[Punktbeschriftungen für Objekte]
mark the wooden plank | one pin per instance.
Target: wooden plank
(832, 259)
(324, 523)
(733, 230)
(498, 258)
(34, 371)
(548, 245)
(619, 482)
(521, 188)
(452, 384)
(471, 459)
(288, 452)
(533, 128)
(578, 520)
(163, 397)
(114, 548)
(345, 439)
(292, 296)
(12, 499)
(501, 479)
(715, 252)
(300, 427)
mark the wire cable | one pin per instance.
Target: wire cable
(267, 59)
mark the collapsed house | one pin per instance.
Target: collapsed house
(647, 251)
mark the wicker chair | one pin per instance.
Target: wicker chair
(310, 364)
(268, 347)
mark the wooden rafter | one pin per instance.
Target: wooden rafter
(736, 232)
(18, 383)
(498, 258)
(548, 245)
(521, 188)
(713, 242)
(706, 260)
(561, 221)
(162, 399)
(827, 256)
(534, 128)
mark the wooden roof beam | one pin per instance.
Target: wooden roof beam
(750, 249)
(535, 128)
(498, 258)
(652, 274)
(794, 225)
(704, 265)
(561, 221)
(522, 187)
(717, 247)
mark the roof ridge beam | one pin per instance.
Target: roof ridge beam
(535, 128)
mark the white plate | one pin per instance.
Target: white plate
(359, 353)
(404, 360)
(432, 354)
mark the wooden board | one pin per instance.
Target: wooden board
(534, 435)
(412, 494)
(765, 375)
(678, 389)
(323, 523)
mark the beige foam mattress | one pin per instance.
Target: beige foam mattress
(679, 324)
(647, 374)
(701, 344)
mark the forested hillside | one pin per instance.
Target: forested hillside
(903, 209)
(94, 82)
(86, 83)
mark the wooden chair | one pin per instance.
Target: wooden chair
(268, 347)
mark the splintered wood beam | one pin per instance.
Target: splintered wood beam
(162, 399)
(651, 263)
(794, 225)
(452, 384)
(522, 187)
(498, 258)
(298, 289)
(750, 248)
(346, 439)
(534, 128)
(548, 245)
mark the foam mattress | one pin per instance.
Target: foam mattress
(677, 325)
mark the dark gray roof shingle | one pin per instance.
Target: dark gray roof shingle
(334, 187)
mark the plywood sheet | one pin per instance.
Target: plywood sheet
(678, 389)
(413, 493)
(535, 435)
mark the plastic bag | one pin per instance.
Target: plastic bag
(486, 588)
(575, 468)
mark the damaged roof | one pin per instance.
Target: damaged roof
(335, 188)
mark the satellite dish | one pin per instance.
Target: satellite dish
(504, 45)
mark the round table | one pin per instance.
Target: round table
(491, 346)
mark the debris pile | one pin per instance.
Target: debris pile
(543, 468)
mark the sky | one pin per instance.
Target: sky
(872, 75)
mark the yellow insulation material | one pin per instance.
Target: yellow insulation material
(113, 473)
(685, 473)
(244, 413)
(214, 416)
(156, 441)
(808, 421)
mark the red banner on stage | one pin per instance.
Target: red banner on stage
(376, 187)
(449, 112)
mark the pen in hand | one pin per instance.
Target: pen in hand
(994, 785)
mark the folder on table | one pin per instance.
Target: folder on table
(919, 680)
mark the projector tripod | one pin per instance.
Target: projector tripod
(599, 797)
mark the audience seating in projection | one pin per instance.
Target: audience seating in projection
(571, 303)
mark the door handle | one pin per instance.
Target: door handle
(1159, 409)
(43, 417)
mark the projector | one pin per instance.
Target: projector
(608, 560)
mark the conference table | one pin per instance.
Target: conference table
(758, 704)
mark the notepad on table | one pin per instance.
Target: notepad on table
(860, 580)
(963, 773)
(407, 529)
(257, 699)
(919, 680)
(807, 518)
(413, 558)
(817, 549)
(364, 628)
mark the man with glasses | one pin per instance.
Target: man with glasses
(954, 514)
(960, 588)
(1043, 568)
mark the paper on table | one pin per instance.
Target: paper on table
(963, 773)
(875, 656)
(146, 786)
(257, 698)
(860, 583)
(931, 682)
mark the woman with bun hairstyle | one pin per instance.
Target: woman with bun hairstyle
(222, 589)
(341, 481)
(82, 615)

▶ ZU LÖSENDE AUFGABE:
Gib sämtliche Zeilen der obigen Datensätze als JSON-Liste von Zeichenketten aus, mit genau einer Zeichenkette pro Zeile. Leerzeilen werden dabei ausgelassen.

▶ DAS ERGEBNIS:
[
  "mark the wooden plank | one pin per instance.",
  "Target: wooden plank",
  "(832, 259)",
  "(324, 523)",
  "(733, 230)",
  "(498, 258)",
  "(34, 371)",
  "(548, 245)",
  "(619, 482)",
  "(521, 188)",
  "(452, 384)",
  "(471, 459)",
  "(288, 452)",
  "(533, 128)",
  "(578, 520)",
  "(163, 397)",
  "(114, 548)",
  "(345, 439)",
  "(292, 296)",
  "(12, 499)",
  "(501, 479)",
  "(715, 252)",
  "(300, 427)",
  "mark the wire cable | one pin per instance.",
  "Target: wire cable",
  "(267, 59)",
  "mark the collapsed house | one pin per instance.",
  "Target: collapsed house",
  "(647, 251)",
  "mark the wicker chair | one pin per instance.",
  "Target: wicker chair",
  "(310, 364)",
  "(268, 347)",
  "mark the wooden rafter | one pin per instance.",
  "Target: wooden rafter",
  "(736, 232)",
  "(18, 383)",
  "(498, 258)",
  "(548, 245)",
  "(521, 188)",
  "(713, 242)",
  "(706, 260)",
  "(561, 221)",
  "(162, 399)",
  "(827, 256)",
  "(534, 128)",
  "mark the wooden roof beam | one pin per instance.",
  "Target: wooden roof beam",
  "(750, 249)",
  "(535, 128)",
  "(498, 258)",
  "(652, 274)",
  "(794, 225)",
  "(704, 265)",
  "(561, 221)",
  "(522, 187)",
  "(717, 247)",
  "mark the roof ridge beam | one pin per instance.",
  "Target: roof ridge beam",
  "(535, 128)",
  "mark the white plate | one pin per instance.",
  "Target: white plate",
  "(359, 353)",
  "(404, 360)",
  "(432, 354)",
  "mark the wooden board | one pin per instance.",
  "Target: wooden board",
  "(534, 435)",
  "(412, 494)",
  "(765, 375)",
  "(678, 389)",
  "(323, 523)",
  "mark the beige foam mattress | one pin per instance.",
  "Target: beige foam mattress",
  "(679, 324)",
  "(647, 374)",
  "(701, 344)",
  "mark the forested hillside | one pin per instance.",
  "Target: forested hillside",
  "(903, 209)",
  "(94, 82)",
  "(86, 83)",
  "mark the wooden chair | one pin per instance.",
  "Target: wooden chair",
  "(268, 347)",
  "mark the splintered wood beam | one pin per instance.",
  "Target: splintered wood beam",
  "(162, 399)",
  "(651, 263)",
  "(794, 225)",
  "(452, 384)",
  "(522, 187)",
  "(498, 258)",
  "(298, 289)",
  "(750, 248)",
  "(346, 439)",
  "(534, 128)",
  "(548, 245)",
  "mark the foam mattress | one pin per instance.",
  "Target: foam mattress",
  "(677, 325)",
  "mark the dark gray roof shingle | one pin per instance.",
  "Target: dark gray roof shingle",
  "(334, 187)",
  "mark the plywood sheet | one pin per instance.",
  "Target: plywood sheet",
  "(678, 389)",
  "(413, 493)",
  "(535, 435)",
  "mark the plastic bag | one pin per instance.",
  "Target: plastic bag",
  "(486, 588)",
  "(575, 468)",
  "mark the damaged roof | one pin per instance.",
  "Target: damaged roof",
  "(335, 188)",
  "mark the satellite dish | one pin per instance.",
  "Target: satellite dish",
  "(504, 45)",
  "mark the round table | one pin per instance.",
  "Target: round table",
  "(491, 346)",
  "mark the debris pile | one pin per instance.",
  "Target: debris pile",
  "(543, 468)",
  "mark the sky | one pin per instance.",
  "Target: sky",
  "(872, 75)",
  "mark the yellow insulation material | one pin per instance.",
  "Target: yellow insulation material",
  "(113, 473)",
  "(685, 473)",
  "(244, 413)",
  "(214, 416)",
  "(156, 441)",
  "(808, 421)",
  "mark the red banner on stage | one pin per instance.",
  "Target: red banner on stage",
  "(376, 187)",
  "(449, 112)",
  "mark the pen in hand | one pin per instance.",
  "Target: pen in hand",
  "(994, 785)",
  "mark the folder on table | one pin per instance.",
  "Target: folder on table",
  "(919, 680)",
  "mark the projector tripod | one pin per instance.",
  "Target: projector tripod",
  "(599, 797)",
  "mark the audience seating in projection | one pin per instance.",
  "Target: audience seating in projection",
  "(571, 303)",
  "mark the door handle | one pin per instance.",
  "Target: door handle",
  "(1159, 409)",
  "(43, 417)",
  "mark the projector | one pin per instance.",
  "Target: projector",
  "(608, 560)",
  "mark the conference table | one pin per instance.",
  "Target: conference table",
  "(758, 704)",
  "mark the notepad on table | one pin per instance.",
  "Target: notepad on table",
  "(860, 580)",
  "(963, 773)",
  "(407, 529)",
  "(257, 699)",
  "(919, 680)",
  "(807, 518)",
  "(413, 558)",
  "(817, 549)",
  "(364, 628)",
  "mark the man with glasses | one pin per instance.",
  "Target: man with glasses",
  "(954, 514)",
  "(960, 588)",
  "(1043, 568)",
  "mark the paper on table | one pin per instance.",
  "Target: paper on table",
  "(963, 773)",
  "(875, 656)",
  "(146, 786)",
  "(257, 698)",
  "(860, 583)",
  "(931, 682)",
  "mark the woman with bun hairstyle | one pin per instance.",
  "Target: woman with bun hairstyle",
  "(222, 589)",
  "(341, 481)",
  "(82, 615)"
]